• _Text extract_:
Here’s everything you need to know about visiting Ohrid, whether you’re coming from Tirana like I did, arriving from Skopje or just figuring out whether it’s worth the detour.

Quick Guide: Ohrid, North Macedonia
📍 Location: South-western North Macedonia, on the shore of Lake Ohrid
💱 Currency: Macedonian denar (MKD); card acceptance is variable, bring cash
🗣️ Language: Macedonian; English widely spoken in tourist areas
🌤️ Best time to visit: May-June or September for warm weather and fewer crowds
🚌 Getting there: Bus from Tirana (approx. 3–4 hours) or Skopje (approx. 3 hours)
🏨 Where to stay: [HOTEL_AFFILIATE_LINK]
🎟️ Top experiences: Old town, Lake Ohrid beaches, St. John at Kaneo church, Samuel’s Fortress
How to Get to Ohrid
Bus from Tirana to Ohrid
This is the route I took and it’s super easy! Several buses run daily between Tirana and Ohrid; the journey takes roughly three to four hours depending on the border crossing.
One tip I like passing on: if you’re taking an early morning bus, stay the night before nearby. I stayed at Hotel Bonsai and I can’t recommend it enough! It’s conveniently located close to where the Ohrid buses depart and the staff was super helpful and friendly. If you’ve read my Tirana travel guide, you’re familiar with this story…
Looking on Google Maps, it totally looked like we could walk there but the hotel staff kindly informed us that it wasn’t possible to walk all the way. And they were right! So we were advised to take the bus but had no cash and no cash machine nearby. The reception guy exchanged his own money with our Euro and let us keep our big suitcase there as we were staying there again when coming back from Ohrid! It made the early start so much less stressful than navigating across the city before dawn.

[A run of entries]
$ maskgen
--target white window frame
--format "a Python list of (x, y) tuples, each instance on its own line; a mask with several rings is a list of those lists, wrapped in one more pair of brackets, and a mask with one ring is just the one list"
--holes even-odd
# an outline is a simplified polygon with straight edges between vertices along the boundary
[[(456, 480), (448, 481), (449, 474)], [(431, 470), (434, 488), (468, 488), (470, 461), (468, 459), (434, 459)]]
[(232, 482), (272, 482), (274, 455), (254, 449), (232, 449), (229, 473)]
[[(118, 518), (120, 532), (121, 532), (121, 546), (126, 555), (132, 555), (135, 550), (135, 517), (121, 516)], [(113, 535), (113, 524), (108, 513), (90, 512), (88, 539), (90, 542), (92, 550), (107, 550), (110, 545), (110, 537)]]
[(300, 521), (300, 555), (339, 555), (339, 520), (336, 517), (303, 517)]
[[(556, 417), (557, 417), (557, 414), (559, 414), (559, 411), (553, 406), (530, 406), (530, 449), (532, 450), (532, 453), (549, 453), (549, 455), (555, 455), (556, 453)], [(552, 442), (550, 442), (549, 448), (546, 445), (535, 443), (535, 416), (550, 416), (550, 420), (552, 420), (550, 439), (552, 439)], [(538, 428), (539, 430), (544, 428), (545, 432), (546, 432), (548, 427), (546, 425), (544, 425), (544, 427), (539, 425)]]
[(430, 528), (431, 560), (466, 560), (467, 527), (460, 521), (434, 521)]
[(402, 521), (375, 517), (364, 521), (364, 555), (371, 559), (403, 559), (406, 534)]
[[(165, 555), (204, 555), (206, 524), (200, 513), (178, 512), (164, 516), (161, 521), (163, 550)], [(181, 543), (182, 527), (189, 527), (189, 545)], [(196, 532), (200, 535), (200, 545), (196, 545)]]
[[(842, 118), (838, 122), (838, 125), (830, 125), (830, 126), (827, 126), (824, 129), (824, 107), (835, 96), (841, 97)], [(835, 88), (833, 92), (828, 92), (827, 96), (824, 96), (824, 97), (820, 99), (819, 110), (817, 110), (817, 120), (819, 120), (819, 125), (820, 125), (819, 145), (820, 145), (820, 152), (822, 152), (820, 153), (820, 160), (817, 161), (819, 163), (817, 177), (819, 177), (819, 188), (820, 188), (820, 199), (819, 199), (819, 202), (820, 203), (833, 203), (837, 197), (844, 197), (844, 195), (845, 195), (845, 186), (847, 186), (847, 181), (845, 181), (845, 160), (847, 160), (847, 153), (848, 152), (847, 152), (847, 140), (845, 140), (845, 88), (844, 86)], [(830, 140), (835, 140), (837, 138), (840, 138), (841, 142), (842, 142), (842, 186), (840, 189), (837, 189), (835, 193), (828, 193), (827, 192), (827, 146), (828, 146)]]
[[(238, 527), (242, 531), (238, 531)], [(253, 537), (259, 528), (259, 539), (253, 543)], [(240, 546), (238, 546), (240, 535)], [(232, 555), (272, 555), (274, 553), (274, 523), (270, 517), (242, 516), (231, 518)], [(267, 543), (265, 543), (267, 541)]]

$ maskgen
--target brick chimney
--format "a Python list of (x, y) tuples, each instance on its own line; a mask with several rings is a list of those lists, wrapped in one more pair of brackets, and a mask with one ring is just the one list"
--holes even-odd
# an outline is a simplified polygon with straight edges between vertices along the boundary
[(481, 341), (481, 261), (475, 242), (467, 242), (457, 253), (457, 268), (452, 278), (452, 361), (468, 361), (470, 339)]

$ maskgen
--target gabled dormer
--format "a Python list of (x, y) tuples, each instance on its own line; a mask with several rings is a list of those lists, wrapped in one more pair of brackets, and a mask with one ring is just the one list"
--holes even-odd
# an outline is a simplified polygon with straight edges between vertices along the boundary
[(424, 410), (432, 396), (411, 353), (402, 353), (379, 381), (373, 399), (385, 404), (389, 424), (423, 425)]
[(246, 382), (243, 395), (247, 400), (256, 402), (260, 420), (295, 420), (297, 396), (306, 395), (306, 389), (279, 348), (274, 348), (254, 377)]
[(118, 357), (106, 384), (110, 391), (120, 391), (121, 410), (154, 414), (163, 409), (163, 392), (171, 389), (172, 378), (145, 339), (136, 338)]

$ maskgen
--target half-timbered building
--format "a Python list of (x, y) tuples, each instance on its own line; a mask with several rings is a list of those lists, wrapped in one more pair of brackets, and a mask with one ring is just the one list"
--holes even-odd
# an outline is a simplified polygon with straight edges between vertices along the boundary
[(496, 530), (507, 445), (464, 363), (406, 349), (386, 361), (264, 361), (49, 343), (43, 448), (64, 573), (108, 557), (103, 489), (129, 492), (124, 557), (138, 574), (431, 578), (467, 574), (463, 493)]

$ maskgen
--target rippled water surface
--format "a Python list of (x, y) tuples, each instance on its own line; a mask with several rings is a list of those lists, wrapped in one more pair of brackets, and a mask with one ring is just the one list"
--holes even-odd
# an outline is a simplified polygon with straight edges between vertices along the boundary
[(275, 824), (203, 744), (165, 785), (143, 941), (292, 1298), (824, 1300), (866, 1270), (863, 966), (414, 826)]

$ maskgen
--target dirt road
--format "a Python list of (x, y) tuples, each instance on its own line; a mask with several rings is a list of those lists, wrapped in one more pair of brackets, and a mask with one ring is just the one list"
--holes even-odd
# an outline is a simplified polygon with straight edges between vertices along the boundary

• _Stated exercise A_: Condense the paragraph of the Ohrid travel guide that begins "One tip I like passing on" into two or three sentences, keeping its main facts.
• _Stated exercise B_: Find each line in the entries that contains the string "target", and copy those lines.
The Ohrid travel guide and the entries have no connection to each other.

• _Written solution A_: Anyone catching an early morning bus should stay nearby the night before. The writer stayed at Hotel Bonsai and highly recommends it, since it is close to where the Ohrid buses depart and its staff were very helpful and friendly. Readers of the writer's Tirana travel guide will already know this story.

• _Written solution B_:
--target white window frame
--target brick chimney
--target gabled dormer
--target half-timbered building
--target rippled water surface
--target dirt road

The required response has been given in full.